Saturday, August 25, 2007

Institutionalized nonspecificity

Or How I try to explain to people what I do (and usually fail)
.....................................................................................

Them: I'm a sales manager at Widget Corporation (or Professor of History at Doomsbury University or in fact, any title where you can tell what the job is). How about you?

Me: (slightly embarassed) Uh..I'm a consultant.

The polite audience nods sagely before letting a slightly confused expression show. Others, they simply move on to the next question.

Them: What kind of consultant?

Me: (knowing that this is not going to make things better) Strategy consultant, actually. You know, we typically work with senior management at companies on large strategic issues.

Everyone realizes at this point that things are clear as mud, and the topic is dying. The more determined audience, in an effort to prove their determination, ask for examples. This is almost always a dead-end because management consultants typically won't give out specific examples.

The more creative audience decides to ask for my job title (or, politely, for a business card). And there, in bold print on the business card, it says...


Them:...Oh, so you are an Associate...

I wince, and wait for it. We both know they are thinking of the Associate at Bloomingdale's who helped them find the nice pashmina for Grandma.

Them:..which means..?

Me: It's kind of like a manager. That means I'm usually in charge of solving one particular problem, and sometimes I also have people working for me.

Them: oh. ok.

Silence. Then we move on.

Sunday, August 12, 2007

Further thoughts on climate change

I just had to post this article. It is always a pleasure to encounter clearly articulated, internally consistent thoughts.

Stored data entries
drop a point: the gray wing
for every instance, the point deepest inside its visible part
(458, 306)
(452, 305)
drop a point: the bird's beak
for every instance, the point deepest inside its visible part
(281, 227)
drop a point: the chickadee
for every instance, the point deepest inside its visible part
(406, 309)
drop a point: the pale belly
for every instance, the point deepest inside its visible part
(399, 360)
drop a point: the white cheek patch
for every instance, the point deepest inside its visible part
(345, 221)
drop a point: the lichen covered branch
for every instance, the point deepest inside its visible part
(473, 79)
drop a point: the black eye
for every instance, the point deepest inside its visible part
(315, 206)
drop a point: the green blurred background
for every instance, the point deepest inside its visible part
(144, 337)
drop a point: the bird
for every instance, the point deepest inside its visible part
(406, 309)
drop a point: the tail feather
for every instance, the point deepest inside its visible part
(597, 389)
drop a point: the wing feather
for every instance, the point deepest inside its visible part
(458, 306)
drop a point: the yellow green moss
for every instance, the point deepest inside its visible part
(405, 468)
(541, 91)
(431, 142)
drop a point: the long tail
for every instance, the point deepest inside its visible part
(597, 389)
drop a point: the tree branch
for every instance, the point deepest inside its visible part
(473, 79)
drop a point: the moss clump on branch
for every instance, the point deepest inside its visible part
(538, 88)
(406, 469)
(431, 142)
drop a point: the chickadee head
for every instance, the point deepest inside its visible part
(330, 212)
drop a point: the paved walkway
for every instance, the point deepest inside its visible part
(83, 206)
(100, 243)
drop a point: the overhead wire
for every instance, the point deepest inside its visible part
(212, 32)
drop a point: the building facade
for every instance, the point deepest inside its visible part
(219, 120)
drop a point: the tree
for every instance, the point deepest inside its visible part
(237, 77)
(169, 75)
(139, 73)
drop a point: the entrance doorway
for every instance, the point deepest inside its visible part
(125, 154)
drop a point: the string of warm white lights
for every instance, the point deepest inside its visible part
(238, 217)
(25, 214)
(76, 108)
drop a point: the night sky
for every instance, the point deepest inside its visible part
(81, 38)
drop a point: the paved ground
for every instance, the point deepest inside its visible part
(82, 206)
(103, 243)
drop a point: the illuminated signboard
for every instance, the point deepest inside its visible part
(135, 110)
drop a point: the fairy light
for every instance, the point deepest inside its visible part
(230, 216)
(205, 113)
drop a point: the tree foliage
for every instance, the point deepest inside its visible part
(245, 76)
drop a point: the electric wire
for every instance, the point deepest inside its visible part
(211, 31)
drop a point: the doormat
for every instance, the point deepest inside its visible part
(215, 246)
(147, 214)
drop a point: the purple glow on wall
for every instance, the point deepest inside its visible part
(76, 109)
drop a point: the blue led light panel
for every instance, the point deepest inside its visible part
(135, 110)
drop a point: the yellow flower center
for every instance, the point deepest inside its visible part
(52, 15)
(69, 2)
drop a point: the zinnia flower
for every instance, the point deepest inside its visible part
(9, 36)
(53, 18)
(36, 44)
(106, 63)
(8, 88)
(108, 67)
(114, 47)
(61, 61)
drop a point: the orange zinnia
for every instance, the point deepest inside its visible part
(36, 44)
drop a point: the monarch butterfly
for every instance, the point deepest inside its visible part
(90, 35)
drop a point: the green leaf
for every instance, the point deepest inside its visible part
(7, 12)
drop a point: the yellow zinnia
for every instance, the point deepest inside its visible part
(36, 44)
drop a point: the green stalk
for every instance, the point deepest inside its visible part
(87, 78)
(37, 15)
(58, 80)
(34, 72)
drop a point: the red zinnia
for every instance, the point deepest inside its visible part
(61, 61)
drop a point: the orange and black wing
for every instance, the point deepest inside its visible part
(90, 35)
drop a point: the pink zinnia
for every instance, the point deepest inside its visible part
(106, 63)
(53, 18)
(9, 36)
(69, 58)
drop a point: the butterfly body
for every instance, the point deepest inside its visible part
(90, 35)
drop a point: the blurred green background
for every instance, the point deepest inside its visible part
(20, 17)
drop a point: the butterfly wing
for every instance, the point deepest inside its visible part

→ TASKS FOR THIS EXERCISE
**1)** From the consulting blog excerpt, pull out the stretch from "Them:...Oh, so you" through "Them: oh. ok." word for word.
**2)** In the consulting blog excerpt, what job title is printed on the writer's business card?
**3)** Carry on the consulting blog excerpt from its last sentence.

→ RESULTS
**1)**
Them:...Oh, so you are an Associate...

I wince, and wait for it. We both know they are thinking of the Associate at Bloomingdale's who helped them find the nice pashmina for Grandma.

Them:..which means..?

Me: It's kind of like a manager. That means I'm usually in charge of solving one particular problem, and sometimes I also have people working for me.

Them: oh. ok.

**2)** Associate.

**3)**
Best sentence: "...military intelligence bears the same relationship to intelligence as military music does to music."

Excerpt: " My first heresy says that all the fuss about global warming is grossly exaggerated. Here I am opposing the holy brotherhood of climate model experts and the crowd of deluded citizens who believe the numbers predicted by the computer models. Of course, they say, I have no degree in meteorology and I am therefore not qualified to speak. But I have studied the climate models and I know what they can do. The models solve the equations of fluid dynamics, and they do a very good job of describing the fluid motions of the atmosphere and the oceans. They do a very poor job of describing the clouds, the dust, the chemistry and the biology of fields and farms and forests. They do not begin to describe the real world that we live in. The real world is muddy and messy and full of things that we do not yet understand. It is much easier for a scientist to sit in an air-conditioned building and run computer models, than to put on winter clothes and measure what is really happening outside in the swamps and the clouds. That is why the climate model experts end up believing their own models."